**Data in this exercise:**
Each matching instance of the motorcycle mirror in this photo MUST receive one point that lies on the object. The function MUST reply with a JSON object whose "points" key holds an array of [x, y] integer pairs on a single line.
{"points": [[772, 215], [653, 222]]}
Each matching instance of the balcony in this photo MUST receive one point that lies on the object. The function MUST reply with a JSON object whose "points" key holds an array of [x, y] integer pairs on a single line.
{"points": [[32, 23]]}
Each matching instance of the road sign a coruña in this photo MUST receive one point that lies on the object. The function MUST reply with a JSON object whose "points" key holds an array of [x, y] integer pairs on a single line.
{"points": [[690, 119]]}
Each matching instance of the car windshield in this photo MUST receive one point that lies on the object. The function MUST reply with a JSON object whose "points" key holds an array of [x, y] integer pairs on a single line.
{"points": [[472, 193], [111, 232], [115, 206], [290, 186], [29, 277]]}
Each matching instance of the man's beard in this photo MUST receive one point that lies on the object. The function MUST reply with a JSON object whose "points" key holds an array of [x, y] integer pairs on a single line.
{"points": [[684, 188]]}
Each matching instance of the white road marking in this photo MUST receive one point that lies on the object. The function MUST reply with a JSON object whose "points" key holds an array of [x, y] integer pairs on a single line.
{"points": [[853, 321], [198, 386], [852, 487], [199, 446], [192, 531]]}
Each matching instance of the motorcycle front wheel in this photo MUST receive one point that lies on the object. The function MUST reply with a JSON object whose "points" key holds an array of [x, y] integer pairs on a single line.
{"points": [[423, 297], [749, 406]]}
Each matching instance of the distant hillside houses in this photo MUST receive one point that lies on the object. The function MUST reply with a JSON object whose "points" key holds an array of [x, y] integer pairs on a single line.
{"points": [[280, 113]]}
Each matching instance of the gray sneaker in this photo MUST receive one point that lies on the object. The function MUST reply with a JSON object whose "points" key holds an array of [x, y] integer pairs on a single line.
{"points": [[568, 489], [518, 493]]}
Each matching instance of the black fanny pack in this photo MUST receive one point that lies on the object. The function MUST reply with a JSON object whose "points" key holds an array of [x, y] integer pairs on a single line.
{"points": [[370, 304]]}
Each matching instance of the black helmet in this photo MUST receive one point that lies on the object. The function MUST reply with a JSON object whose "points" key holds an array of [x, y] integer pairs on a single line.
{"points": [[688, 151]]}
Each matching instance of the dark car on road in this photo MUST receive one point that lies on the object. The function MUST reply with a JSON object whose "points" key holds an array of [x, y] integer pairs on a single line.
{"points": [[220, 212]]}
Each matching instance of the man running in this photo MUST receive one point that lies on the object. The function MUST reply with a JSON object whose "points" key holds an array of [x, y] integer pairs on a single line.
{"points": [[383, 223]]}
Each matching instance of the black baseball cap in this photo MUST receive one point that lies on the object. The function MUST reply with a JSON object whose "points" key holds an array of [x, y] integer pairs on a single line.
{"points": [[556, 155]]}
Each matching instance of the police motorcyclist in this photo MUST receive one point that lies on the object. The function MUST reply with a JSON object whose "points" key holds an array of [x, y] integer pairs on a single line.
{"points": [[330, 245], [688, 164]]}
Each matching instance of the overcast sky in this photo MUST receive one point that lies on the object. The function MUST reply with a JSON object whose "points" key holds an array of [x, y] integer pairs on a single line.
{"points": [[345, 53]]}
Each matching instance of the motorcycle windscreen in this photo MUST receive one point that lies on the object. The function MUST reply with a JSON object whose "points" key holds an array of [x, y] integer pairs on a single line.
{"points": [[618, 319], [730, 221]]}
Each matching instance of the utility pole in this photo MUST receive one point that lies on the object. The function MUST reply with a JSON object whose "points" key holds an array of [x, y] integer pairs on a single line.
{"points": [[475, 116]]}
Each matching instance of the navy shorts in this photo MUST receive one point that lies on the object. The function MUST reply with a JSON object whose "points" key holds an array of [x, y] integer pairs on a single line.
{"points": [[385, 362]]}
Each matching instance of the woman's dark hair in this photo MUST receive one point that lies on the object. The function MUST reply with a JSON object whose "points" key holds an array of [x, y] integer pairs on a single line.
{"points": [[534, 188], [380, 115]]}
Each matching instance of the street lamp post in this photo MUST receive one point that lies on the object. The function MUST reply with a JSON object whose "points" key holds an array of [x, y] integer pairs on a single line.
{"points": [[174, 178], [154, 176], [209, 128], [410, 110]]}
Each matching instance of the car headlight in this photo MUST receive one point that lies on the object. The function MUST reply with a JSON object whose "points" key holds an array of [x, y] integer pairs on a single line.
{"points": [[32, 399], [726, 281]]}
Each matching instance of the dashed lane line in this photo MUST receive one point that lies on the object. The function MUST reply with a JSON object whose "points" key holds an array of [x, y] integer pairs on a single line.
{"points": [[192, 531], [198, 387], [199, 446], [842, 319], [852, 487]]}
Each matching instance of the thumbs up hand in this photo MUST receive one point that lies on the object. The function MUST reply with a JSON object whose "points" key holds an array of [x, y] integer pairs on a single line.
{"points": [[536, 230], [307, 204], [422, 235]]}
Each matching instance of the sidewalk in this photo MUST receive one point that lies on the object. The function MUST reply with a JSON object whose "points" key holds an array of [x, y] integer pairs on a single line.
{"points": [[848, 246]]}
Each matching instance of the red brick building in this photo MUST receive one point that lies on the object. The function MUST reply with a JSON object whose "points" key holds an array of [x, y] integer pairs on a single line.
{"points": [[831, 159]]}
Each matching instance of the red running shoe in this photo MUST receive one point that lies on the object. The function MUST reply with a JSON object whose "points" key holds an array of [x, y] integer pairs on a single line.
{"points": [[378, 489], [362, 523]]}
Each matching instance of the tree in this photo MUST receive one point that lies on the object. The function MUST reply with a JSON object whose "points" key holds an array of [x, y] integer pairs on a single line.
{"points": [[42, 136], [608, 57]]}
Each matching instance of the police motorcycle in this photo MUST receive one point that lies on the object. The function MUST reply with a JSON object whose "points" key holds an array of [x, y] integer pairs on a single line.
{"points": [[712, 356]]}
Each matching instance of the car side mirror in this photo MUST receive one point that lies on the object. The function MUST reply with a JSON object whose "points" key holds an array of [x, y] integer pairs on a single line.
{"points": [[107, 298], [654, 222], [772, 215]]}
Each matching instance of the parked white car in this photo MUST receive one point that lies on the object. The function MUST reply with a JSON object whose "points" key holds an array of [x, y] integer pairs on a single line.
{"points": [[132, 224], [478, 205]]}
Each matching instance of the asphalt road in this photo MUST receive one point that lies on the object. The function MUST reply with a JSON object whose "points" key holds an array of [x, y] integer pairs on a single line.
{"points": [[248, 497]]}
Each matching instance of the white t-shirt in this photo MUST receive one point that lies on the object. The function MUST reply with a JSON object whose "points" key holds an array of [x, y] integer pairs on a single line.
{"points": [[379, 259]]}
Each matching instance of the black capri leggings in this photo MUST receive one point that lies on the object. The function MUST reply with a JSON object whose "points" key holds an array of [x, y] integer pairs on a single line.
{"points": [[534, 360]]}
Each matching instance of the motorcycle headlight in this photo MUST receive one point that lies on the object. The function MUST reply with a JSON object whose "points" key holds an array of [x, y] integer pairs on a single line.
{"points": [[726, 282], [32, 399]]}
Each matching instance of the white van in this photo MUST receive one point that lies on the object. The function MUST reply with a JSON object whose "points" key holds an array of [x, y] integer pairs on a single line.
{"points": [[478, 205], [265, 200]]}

**Work item:** Copy out every record exactly; leave nothing out.

**Output of the task:**
Each matching instance of the motorcycle mirror in this photo MUST receive one point that lies on the object. The function MUST reply with a JSON object whose "points" key holds an array of [x, y] integer pairs on a single line.
{"points": [[772, 215], [653, 222]]}
Each matching instance of the balcony in this photo MUST receive one point that lies on the object. The function MUST reply with a JSON object whose "points" key holds an array of [x, y] integer pairs on a single line.
{"points": [[32, 23]]}
Each matching instance of the road sign a coruña in this photo MUST receive one point that lies on the object. The function MUST reply with a JSON object whose "points" key holds an array of [x, y] integer pairs on a single line.
{"points": [[690, 119]]}
Each matching instance of the car windshield in this photo MUST receive one point that lies on the object. The function MUST reply with a JSON object whose "points" key holds an array of [x, y] integer pairs on a single line.
{"points": [[472, 193], [111, 232], [115, 206], [290, 186], [29, 277]]}
Each matching instance of the man's beard in this photo MUST receive one point that lies on the object. The function MUST reply with a JSON object whose "points" key holds an array of [x, y] integer pairs on a single line.
{"points": [[684, 188]]}
Each matching instance of the white road marking in this photo MUST receive one point that lies on the object. The function MUST reply with a JSON object whose "points" key holds an array of [x, y] integer pairs on a single line.
{"points": [[853, 321], [198, 386], [852, 487], [199, 446], [192, 531]]}
Each matching instance of the motorcycle front wheel in this photo MUST receive one point that lies on the object. The function MUST reply with a JSON object whose "points" key holds an array of [x, y] integer pairs on a single line.
{"points": [[423, 297], [749, 406]]}
Each matching instance of the distant hillside houses in this photo MUST receive one point that lies on the object. The function MUST reply with a JSON object whose "points" key holds an array of [x, y] integer pairs on a single line.
{"points": [[280, 113]]}
Each matching instance of the gray sneaker in this photo MUST receive one point that lies on the object. The function MUST reply with a JSON object whose "points" key holds an array of [x, y] integer pairs on a single line.
{"points": [[568, 489], [518, 493]]}
Each matching instance of the black fanny pack in this photo MUST receive one point that lies on the object. The function MUST reply with a JSON object whose "points" key holds an array of [x, y] integer pairs on a single line.
{"points": [[370, 304]]}
Each matching instance of the black helmet in this photo MUST receive one point that lies on the object. The function MUST reply with a JSON object whose "points" key holds an array of [x, y] integer pairs on a single line.
{"points": [[688, 151]]}
Each matching instance of the dark car on road in this photo MUST receive one point that lies on the object. The function MUST reply with a JSON object whose "points" key holds an array of [x, y] integer pairs on a single line.
{"points": [[220, 212]]}
Each matching instance of the man running in this photo MUST receive one point that lies on the object. The function MUST reply with a JSON object whose "points" key holds an array of [x, y] integer pairs on a single line.
{"points": [[383, 223]]}
Each matching instance of the black baseball cap in this photo MUST receive one point that lies on the object. The function MUST reply with a JSON object whose "points" key holds an array of [x, y] integer pairs on a single line.
{"points": [[556, 155]]}
Each matching instance of the police motorcyclist in this photo MUST receive one point that lies on the object. The function MUST reply with a JSON object whose "points" key holds an array of [x, y] integer pairs on a single line.
{"points": [[330, 245], [688, 164]]}
Each matching instance of the overcast sky in this photo MUST receive one point that lies on the object. The function MUST reply with a JSON object whose "points" key holds an array of [x, y] integer pairs on a single line.
{"points": [[345, 53]]}
Each matching instance of the motorcycle windscreen in this photo MUST receive one point that lies on the object. The function MUST reply with a JSON object whose "points" key holds an array of [x, y] integer pairs on a single line.
{"points": [[618, 319], [730, 221]]}
Each matching instance of the utility pole in this photo MUST receive one point that lies on the object. The function MUST reply with a JSON object whose "points" key holds an array of [x, y] integer pairs on a single line.
{"points": [[475, 116]]}
Each matching instance of the navy shorts in this photo MUST receive one point that lies on the object. The function MUST reply with a JSON object whose "points" key holds an array of [x, y] integer pairs on a single line.
{"points": [[385, 362]]}
Each matching instance of the woman's dark hair in this photo MUST receive one point that lies on the object. The function MUST reply with a JSON object whose "points" key holds an array of [x, y] integer pairs on a single line.
{"points": [[534, 188], [380, 115]]}
Each matching instance of the street lamp post in this photo MUST receive one point that lies on the object. The function MUST reply with a JSON object whose "points" key holds an array of [x, y] integer pairs on a single line.
{"points": [[174, 178], [154, 176], [209, 128], [410, 110]]}
Each matching instance of the car headlight in this photo MUST receive one point that lies on the object. The function MUST reply with a JSON object whose "points" key holds an array of [x, y] integer pairs on a single line.
{"points": [[32, 399], [726, 281]]}
Each matching instance of the dashed lane line in this photo MUST receive one point that lies on the object. The function MUST reply with a JSON object whose "points" key holds an array of [x, y] integer pairs on a single line.
{"points": [[192, 531], [198, 387], [199, 446], [842, 319], [852, 487]]}
Each matching instance of the thumbs up hand in this photo MUST receive one point that lies on the object. The function MUST reply with a JSON object whose "points" key holds an array of [x, y] integer pairs on a single line.
{"points": [[536, 230], [307, 204], [422, 235]]}
Each matching instance of the sidewalk in this photo MUST receive one point that lies on the object. The function MUST reply with a JSON object whose "points" key holds an array of [x, y] integer pairs on a single line.
{"points": [[848, 246]]}
Each matching instance of the red brick building in this photo MUST receive one point that lies on the object. The function MUST reply with a JSON object whose "points" key holds an array of [x, y] integer pairs on a single line.
{"points": [[831, 159]]}
Each matching instance of the red running shoe in this photo MUST receive one point that lies on the object. The function MUST reply with a JSON object whose "points" key holds an array of [x, y] integer pairs on a single line.
{"points": [[378, 489], [362, 523]]}
Each matching instance of the tree in this photo MUST receive one point that lies on the object. The function MUST reply with a JSON object whose "points" key holds an array of [x, y] integer pairs on a single line.
{"points": [[42, 136], [608, 57]]}
Each matching instance of the police motorcycle in this photo MUST receive one point that lies on the object. The function MUST reply with a JSON object whose "points" key holds an array of [x, y] integer pairs on a single line.
{"points": [[712, 356]]}
Each matching instance of the car side mirror in this photo MUST receive one point that lies on the object. The function MUST reply with a JSON object whose "points" key holds an array of [x, y] integer pairs on a single line.
{"points": [[107, 298], [654, 222], [772, 215]]}
Each matching instance of the parked white car in this photo MUST receive one point that lies on the object. The function MUST reply with a JSON object whose "points" key holds an array of [x, y] integer pairs on a single line.
{"points": [[132, 224], [478, 205]]}
Each matching instance of the asphalt road in this photo MUST receive one point that lies on the object. The function MUST reply with a JSON object whose "points" key holds an array of [x, y] integer pairs on a single line.
{"points": [[248, 497]]}
Each matching instance of the white t-shirt in this photo MUST receive one point that lies on the object. The function MUST reply with a JSON object whose "points" key holds an array of [x, y] integer pairs on a single line.
{"points": [[379, 259]]}
Each matching instance of the black capri leggings in this photo MUST receive one point that lies on the object. The function MUST reply with a JSON object whose "points" key holds an array of [x, y] integer pairs on a single line.
{"points": [[534, 360]]}
Each matching instance of the motorcycle headlight in this photo MUST receive one point that lies on the object. The function MUST reply with a JSON object whose "points" key holds an array of [x, y] integer pairs on a single line.
{"points": [[726, 282], [32, 399]]}
Each matching instance of the white van in this photo MUST receive one point that lies on the object. The function MUST reply with a JSON object whose "points" key holds an array of [x, y] integer pairs on a single line.
{"points": [[478, 205], [265, 200]]}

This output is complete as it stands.